**Parts of the exercise**
#1 Summarize the Harper article in two sentences.
#2 In the Harper article, who would decide whether Harper gets an official reprimand?
#3 Carry the Harper article forward from its last paragraph.

**Exercise text**
══════════════════════════════

MLB has contacted Phillies about Bryce Harper's comments on Mike Trout

Updated: 5:31 p.m.

Major League Baseball is aware of Bryce Harper's comments Tuesday about Mike Trout and has reached out to the Phillies.

Clearly, the Angels weren't happy and Harper's going to get a little tutorial on baseball's definition of tampering.

There is no word yet on an official reprimand. It would be determined by commissioner Rob Manfred.

"They talked to me a little bit, not MLB or anything like that," Harper said after homering in a simulated game Wednesday. "When that time comes, when guys are free agents, we'll see what happens.

"If I didn't mean it, I wouldn't have said it."

Harper, at the very end of his interview with Jon Marks and Ike Reese on WIP's Afternoon Show Tuesday, said this about recruiting stars to Philly. He mentioned Trout by name, expanding on the hint he made at his intro Saturday.

"That's one thing about this contract that I'm able to do. Having 13 years in one place, I can help recruit guys to this organization," Harper said.

══════════════════════════════

**Exercise data**

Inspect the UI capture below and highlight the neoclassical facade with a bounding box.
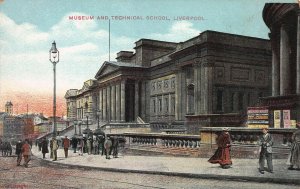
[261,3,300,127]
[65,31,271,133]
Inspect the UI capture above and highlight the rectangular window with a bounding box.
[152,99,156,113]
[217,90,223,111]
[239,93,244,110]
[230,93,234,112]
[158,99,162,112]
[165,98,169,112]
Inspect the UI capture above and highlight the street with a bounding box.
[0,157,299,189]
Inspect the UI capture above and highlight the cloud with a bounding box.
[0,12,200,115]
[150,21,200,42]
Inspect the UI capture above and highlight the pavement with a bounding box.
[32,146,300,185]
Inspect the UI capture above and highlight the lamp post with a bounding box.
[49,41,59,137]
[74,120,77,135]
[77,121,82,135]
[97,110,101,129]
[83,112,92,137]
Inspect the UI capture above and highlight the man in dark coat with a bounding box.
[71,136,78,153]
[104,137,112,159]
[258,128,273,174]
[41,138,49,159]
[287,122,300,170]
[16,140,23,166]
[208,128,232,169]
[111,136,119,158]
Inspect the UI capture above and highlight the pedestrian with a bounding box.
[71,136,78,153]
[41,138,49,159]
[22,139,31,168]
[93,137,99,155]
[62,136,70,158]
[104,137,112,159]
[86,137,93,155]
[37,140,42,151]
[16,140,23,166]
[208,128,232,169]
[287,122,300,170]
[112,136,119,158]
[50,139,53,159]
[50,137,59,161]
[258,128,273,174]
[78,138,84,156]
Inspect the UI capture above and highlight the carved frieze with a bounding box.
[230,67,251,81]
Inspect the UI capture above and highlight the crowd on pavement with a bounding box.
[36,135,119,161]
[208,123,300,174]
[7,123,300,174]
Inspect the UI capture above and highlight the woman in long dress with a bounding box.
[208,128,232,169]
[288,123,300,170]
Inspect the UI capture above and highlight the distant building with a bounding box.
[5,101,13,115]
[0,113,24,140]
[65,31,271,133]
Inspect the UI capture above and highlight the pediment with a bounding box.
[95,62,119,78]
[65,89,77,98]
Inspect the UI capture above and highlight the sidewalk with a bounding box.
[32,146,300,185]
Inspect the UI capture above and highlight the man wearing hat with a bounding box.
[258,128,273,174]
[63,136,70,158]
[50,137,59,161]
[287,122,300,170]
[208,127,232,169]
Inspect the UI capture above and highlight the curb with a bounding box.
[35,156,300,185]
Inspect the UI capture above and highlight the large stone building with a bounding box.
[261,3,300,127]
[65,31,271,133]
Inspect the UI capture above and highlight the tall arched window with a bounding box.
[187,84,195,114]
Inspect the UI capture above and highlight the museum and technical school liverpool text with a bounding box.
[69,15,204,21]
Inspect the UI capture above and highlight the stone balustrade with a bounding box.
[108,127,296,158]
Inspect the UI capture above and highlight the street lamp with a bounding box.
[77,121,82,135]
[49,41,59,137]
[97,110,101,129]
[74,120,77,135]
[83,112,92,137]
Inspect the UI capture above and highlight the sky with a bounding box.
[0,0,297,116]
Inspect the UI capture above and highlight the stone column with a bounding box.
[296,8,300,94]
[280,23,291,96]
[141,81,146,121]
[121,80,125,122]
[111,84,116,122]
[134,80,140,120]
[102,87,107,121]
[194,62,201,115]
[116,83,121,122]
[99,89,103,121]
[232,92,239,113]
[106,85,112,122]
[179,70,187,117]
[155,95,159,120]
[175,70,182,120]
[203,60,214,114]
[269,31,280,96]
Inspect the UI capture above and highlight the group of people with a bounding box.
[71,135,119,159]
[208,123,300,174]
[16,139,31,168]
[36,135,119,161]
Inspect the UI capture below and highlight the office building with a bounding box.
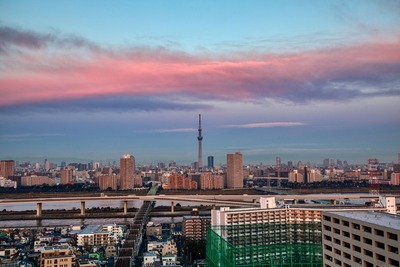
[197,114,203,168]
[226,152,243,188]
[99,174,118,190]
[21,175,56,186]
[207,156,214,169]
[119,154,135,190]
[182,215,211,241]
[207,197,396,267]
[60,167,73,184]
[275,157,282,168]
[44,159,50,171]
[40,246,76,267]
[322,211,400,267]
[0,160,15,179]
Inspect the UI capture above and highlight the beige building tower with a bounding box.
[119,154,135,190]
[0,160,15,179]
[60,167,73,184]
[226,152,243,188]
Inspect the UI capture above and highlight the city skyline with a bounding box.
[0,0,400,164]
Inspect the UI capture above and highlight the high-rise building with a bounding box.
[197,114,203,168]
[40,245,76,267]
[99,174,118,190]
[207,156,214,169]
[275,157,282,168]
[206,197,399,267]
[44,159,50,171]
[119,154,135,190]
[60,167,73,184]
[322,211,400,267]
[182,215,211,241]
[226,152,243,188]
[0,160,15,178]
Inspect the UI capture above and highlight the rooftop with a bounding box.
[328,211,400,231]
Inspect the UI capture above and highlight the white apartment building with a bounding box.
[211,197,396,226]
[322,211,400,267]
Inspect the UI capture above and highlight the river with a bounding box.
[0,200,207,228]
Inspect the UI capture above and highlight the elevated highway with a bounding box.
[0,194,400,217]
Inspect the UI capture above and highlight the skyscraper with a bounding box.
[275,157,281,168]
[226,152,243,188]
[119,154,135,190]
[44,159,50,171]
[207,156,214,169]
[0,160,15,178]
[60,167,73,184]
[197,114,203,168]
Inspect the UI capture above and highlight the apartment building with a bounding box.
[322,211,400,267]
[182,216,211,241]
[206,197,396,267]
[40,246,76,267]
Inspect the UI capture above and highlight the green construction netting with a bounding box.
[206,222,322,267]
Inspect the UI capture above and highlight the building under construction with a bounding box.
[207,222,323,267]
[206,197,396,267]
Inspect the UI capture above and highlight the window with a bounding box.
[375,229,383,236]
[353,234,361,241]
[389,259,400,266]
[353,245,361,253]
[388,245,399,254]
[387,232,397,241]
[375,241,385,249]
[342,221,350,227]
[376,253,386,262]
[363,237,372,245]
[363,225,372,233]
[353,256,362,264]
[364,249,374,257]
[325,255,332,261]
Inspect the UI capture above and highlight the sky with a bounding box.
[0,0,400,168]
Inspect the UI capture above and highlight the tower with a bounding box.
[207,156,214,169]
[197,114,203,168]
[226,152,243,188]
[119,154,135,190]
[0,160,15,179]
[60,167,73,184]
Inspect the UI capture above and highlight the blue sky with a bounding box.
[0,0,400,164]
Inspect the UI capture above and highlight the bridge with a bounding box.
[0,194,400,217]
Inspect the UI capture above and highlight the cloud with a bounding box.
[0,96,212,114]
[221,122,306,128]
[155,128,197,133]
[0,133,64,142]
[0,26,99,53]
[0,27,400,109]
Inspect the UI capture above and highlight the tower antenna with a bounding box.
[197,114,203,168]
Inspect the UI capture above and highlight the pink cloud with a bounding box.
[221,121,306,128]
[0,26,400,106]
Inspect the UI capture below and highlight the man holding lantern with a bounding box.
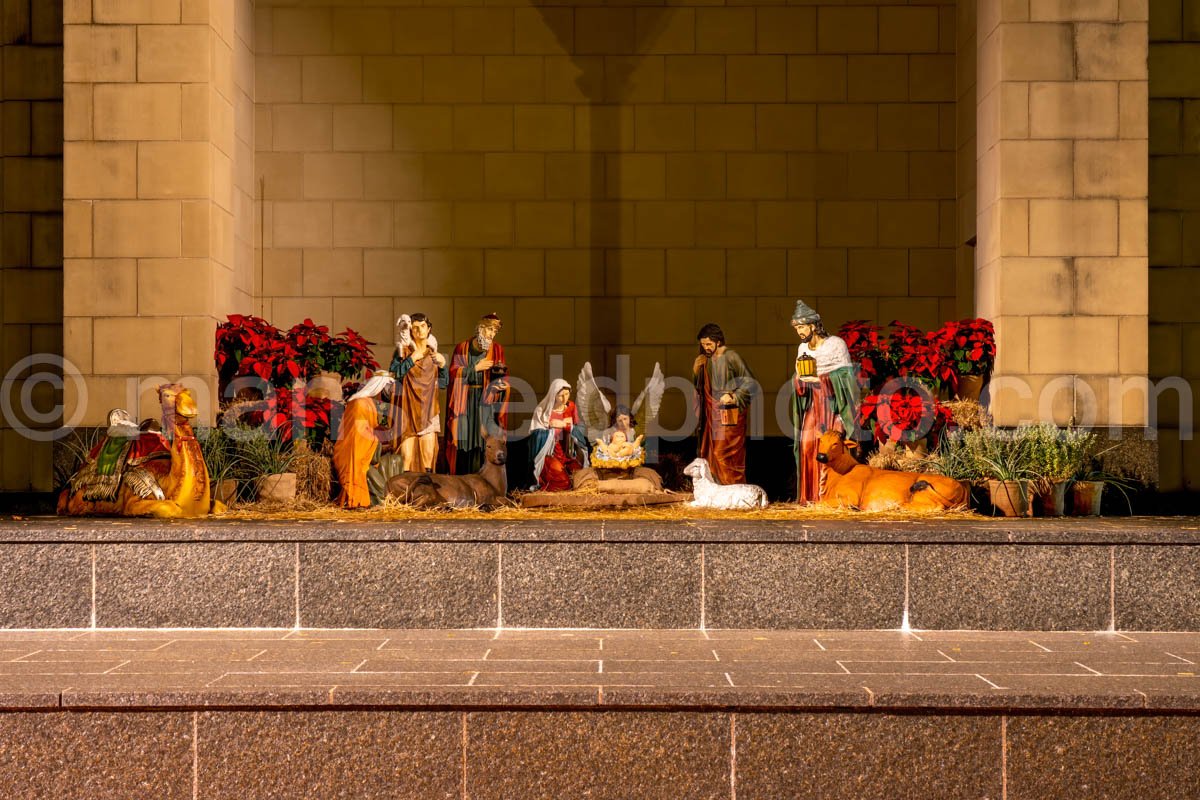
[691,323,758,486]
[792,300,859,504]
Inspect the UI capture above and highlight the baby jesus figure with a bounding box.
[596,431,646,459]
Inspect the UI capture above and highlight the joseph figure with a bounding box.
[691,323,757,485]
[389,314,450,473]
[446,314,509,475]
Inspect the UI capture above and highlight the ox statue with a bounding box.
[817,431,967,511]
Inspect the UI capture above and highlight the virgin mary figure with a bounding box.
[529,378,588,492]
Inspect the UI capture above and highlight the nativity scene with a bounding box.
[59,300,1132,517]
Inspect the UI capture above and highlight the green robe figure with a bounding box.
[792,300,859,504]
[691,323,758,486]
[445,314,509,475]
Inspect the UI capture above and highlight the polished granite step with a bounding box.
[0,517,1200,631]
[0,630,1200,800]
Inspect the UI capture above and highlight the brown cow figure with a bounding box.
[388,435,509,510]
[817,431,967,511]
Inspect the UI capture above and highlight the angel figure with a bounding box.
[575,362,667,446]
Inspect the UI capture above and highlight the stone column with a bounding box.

══════════════════════════════

**Answers provided**
#1 Major League Baseball has contacted the Phillies about Bryce Harper's Tuesday comments on Mike Trout, and any official reprimand would be decided by commissioner Rob Manfred. Harper, who named Trout during a radio interview, said he meant what he said and that his 13-year contract lets him help recruit players to the organization.

#2 Commissioner Rob Manfred.

#3
"For me, I can be able to talk to Trout or whoever it is, big-name free agent thinking about coming to Philly. I can say, 'Hey, this is the place to be. This is where the fans are great, ownership understands it, our manager is awesome.' I can really put that faith in myself and being able to say we're gonna go about it the right way, we're the Philadelphia Phillies and we want whoever wants to come to Philly. If you don't wanna come to Philly, then don't come, don't be a part of it. But if you want to be a part of a winning team, a winning culture, then we're gonna need the best players to do that and I don't think John (Middleton)'s scared to go out and get the best guys that we need to have.

It's respecting Mike Trout in a certain way during the season and letting him play and do the things he needs to do to of course be Mike Trout, but if you don't think I'm gonna call Mike Trout in 2020 to have him come to Philly, you're crazy.

Trout, too, was asked about this Wednesday. 

"Obviously I saw it," Trout told reporters in Arizona. "He’s excited. He’s excited about his team. I have no control what he says."

It was a pretty clear example of tampering, even though Harper was referring to the period after Trout is set for free agency.

There are a few recent examples of players hearing from the league about comments they made about guys on other teams.

Last spring, Yankees outfielder Aaron Judge revealed to reporters that during a spring training game, he told Manny Machado that "You'd look pretty good in pinstripes, too."

Judge received a warning from MLB.

In 2016, David Ortiz openly lobbied for the late Jose Fernandez and DH Edwin Encarnacion to be Red Sox.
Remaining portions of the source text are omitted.